● TASK DETAILS
Render the stretch of the records from the line containing "Where can you see the white wall" through the line containing "point(91, 227)" as a JSON list of strings, one string per line, with blank lines left out.
— start DATA EXTRACT —
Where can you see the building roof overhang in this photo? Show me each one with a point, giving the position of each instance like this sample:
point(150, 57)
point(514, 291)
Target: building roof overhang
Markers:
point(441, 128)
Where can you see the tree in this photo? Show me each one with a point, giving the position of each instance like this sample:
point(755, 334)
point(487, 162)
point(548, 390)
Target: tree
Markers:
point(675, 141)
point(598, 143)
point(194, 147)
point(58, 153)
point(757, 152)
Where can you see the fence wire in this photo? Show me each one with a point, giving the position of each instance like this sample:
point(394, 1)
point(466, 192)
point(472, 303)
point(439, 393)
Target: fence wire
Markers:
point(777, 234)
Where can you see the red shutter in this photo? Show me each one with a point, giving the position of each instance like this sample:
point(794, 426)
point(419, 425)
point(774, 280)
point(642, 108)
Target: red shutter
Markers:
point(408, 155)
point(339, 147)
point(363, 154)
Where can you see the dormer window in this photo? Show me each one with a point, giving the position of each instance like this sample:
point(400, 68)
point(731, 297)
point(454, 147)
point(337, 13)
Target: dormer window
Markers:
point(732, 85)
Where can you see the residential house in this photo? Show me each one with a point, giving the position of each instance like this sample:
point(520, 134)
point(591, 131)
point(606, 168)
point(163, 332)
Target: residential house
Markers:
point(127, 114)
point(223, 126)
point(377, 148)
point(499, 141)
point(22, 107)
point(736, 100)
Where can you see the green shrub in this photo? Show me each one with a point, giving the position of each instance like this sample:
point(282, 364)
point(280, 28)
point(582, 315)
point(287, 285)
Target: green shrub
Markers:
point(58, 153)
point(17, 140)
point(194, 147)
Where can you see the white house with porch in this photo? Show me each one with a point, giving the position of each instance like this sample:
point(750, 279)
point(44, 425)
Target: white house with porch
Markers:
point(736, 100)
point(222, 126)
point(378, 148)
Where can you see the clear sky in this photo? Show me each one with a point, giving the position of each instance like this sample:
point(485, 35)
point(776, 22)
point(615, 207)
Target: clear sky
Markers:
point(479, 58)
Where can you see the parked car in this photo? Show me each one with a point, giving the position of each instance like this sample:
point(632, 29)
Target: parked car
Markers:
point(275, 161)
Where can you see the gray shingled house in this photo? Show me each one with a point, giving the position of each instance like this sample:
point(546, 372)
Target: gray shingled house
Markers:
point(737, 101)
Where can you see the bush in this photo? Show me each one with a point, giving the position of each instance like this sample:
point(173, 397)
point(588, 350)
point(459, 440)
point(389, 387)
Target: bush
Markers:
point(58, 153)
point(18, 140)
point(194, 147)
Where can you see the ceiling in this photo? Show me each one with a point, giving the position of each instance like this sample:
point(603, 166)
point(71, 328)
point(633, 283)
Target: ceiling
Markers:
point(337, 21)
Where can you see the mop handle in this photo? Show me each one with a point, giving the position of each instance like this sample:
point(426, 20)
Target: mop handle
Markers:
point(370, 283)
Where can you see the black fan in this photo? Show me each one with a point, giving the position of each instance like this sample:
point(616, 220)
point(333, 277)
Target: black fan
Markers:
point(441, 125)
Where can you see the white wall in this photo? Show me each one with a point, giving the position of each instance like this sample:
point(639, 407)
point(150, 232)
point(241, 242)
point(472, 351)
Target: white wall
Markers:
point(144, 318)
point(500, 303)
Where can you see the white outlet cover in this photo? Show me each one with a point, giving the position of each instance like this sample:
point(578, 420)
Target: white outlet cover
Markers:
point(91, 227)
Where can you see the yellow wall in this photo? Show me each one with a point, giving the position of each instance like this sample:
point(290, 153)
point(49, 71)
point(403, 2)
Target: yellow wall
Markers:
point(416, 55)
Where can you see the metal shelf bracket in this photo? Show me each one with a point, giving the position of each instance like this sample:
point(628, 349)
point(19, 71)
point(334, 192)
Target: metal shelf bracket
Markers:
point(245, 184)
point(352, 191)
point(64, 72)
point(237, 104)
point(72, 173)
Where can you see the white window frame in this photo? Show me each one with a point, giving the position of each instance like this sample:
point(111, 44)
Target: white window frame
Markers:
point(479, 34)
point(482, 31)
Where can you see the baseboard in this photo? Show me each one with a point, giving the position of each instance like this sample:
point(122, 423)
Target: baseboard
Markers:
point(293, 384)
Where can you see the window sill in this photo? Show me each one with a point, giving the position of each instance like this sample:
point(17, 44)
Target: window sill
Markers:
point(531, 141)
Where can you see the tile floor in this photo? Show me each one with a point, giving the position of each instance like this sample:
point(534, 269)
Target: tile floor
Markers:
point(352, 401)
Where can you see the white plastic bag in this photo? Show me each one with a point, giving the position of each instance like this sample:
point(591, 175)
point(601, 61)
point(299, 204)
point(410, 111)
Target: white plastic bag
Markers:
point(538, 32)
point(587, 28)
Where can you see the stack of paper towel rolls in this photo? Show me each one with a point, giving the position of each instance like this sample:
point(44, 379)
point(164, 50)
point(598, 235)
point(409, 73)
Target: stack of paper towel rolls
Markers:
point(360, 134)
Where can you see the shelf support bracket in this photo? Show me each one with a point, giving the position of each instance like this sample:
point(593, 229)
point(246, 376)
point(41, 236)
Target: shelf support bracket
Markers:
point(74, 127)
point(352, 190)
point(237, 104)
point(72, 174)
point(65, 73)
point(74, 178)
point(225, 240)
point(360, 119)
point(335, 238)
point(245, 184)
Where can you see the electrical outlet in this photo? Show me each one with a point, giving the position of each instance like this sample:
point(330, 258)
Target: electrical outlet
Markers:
— end DATA EXTRACT —
● WRITTEN REPLY
[
  "Where can you see the white wall in this photo? Show me each one with a point, giving the position of each instance like this sample:",
  "point(639, 407)",
  "point(150, 232)",
  "point(241, 242)",
  "point(472, 351)",
  "Target: white wall",
  "Markers:",
  "point(144, 318)",
  "point(500, 303)",
  "Where can you see the white outlet cover in this photo? Show me each one with a point, giving the position of each instance like this sample:",
  "point(578, 420)",
  "Target: white outlet cover",
  "Markers:",
  "point(91, 227)"
]